Point annotation dataset records:
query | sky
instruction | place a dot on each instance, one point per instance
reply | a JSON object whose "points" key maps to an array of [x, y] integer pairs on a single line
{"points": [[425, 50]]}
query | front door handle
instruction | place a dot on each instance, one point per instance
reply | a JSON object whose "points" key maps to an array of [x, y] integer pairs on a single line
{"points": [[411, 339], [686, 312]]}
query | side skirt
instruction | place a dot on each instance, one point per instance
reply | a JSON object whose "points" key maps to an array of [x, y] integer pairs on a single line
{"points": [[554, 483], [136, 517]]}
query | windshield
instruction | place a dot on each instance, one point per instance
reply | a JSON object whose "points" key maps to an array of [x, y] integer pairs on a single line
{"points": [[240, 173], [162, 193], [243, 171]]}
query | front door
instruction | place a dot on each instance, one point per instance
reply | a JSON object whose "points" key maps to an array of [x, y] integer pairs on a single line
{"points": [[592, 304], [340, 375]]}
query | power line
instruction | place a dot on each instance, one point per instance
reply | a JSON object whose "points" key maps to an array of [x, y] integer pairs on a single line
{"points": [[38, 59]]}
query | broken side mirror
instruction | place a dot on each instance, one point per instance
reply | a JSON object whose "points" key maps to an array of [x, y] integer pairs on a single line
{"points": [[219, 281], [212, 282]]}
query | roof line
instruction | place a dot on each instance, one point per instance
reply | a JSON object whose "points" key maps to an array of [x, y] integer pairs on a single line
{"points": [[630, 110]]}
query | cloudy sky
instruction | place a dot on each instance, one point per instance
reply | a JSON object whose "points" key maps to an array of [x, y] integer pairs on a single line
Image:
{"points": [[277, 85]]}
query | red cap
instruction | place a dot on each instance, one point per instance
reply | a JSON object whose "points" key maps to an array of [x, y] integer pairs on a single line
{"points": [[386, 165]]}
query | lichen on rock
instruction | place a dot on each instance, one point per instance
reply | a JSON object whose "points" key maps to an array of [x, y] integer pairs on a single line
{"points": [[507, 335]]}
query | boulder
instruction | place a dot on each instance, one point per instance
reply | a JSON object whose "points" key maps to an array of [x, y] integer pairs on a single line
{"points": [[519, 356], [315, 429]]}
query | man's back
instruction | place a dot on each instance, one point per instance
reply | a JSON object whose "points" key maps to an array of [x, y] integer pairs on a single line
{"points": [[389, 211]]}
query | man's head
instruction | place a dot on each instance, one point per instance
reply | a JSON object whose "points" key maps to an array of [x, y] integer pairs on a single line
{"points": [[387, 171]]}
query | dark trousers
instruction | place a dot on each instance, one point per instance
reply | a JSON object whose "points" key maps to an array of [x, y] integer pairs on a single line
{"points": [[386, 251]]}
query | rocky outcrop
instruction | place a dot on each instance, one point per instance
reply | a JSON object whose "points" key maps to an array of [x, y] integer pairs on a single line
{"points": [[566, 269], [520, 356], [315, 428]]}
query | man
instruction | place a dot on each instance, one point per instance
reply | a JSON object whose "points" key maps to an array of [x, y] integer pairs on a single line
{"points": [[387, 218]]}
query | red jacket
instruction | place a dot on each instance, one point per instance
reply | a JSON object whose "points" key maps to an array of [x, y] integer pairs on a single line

● **Written problem**: Put every line of these records into a JSON list of strings, one string per line, and leave out any blank lines.

● **Task result**:
[
  "query | sky",
  "instruction | place a dot on each instance, one point per instance",
  "reply | a JSON object whose \"points\" key maps to an array of [x, y] integer pairs on a single line",
  "{\"points\": [[425, 50]]}",
  "query | front door handle",
  "instruction | place a dot on each instance, one point per instance",
  "reply | a JSON object whose \"points\" key maps to an array of [x, y] integer pairs on a single line",
  "{\"points\": [[411, 339], [686, 312]]}",
  "query | side skirt",
  "instruction | place a dot on each instance, one point per instance",
  "reply | a JSON object whose \"points\" key maps to an array of [x, y] integer pairs on a single line",
  "{\"points\": [[554, 483], [136, 517]]}",
  "query | windshield",
  "instruction | place a dot on each instance, one point per instance",
  "reply | a JSON object whose \"points\" key maps to an array of [x, y] integer pairs on a single line",
  "{\"points\": [[240, 173], [162, 193], [243, 171]]}",
  "query | front door",
  "instruction | place a dot on each instance, one point per instance",
  "reply | a JSON object whose \"points\" key maps to an array of [x, y] integer pairs on a single line",
  "{\"points\": [[592, 304], [340, 375]]}",
  "query | power line",
  "instruction | place a dot on each instance, one point per instance",
  "reply | a JSON object whose \"points\" key maps to an array of [x, y] integer pairs on a single line",
  "{\"points\": [[38, 59]]}",
  "query | broken side mirror",
  "instruction | place a dot on each instance, one point per instance",
  "reply | a JSON object whose \"points\" key maps to an array of [x, y] integer pairs on a single line",
  "{\"points\": [[219, 281], [212, 282]]}",
  "query | roof line",
  "instruction | place a dot on each instance, one point per instance",
  "reply | a JSON object whose \"points\" key maps to an array of [x, y] integer pairs on a single line",
  "{\"points\": [[630, 110]]}",
  "query | cloudy sky",
  "instruction | place a dot on each instance, one point per instance",
  "reply | a JSON object whose \"points\" key maps to an array of [x, y] integer pairs on a single line",
  "Image:",
  "{\"points\": [[277, 85]]}",
  "query | red cap",
  "instruction | place a dot on each instance, one point per instance",
  "reply | a JSON object whose \"points\" key maps to an array of [x, y] integer pairs on a single line",
  "{\"points\": [[386, 165]]}",
  "query | lichen on rock",
  "instruction | place a dot on each instance, one point per instance",
  "reply | a JSON object whose \"points\" key maps to an array of [x, y] integer pairs on a single line",
  "{\"points\": [[507, 335]]}",
  "query | boulder",
  "instruction | place a dot on each instance, one point per instance",
  "reply | a JSON object whose \"points\" key maps to an array of [x, y] integer pairs on a single line",
  "{\"points\": [[519, 356], [315, 429]]}",
  "query | man's back",
  "instruction | place a dot on each instance, one point per instance",
  "reply | a JSON object whose \"points\" key maps to an array of [x, y] integer pairs on a single line",
  "{\"points\": [[389, 211]]}",
  "query | man's head",
  "instruction | place a dot on each instance, one point per instance",
  "reply | a JSON object whose \"points\" key maps to an array of [x, y] integer pairs on a single line",
  "{\"points\": [[387, 171]]}",
  "query | dark trousers",
  "instruction | place a dot on each instance, one point per instance",
  "reply | a JSON object whose \"points\" key maps to an array of [x, y] integer pairs on a single line",
  "{\"points\": [[386, 251]]}",
  "query | rocky outcrop",
  "instruction | place a dot on each instance, one point per instance",
  "reply | a JSON object whose \"points\" key maps to an array of [x, y] integer pairs on a single line",
  "{\"points\": [[566, 269], [520, 356], [315, 428]]}",
  "query | man",
  "instruction | place a dot on each instance, one point per instance",
  "reply | a JSON object whose \"points\" key maps to an array of [x, y] integer pairs on a single line",
  "{\"points\": [[387, 218]]}",
  "query | red jacket",
  "instruction | place a dot on each instance, one point per instance",
  "reply | a JSON object whose \"points\" key maps to an array of [x, y] integer pairs on a single line"
]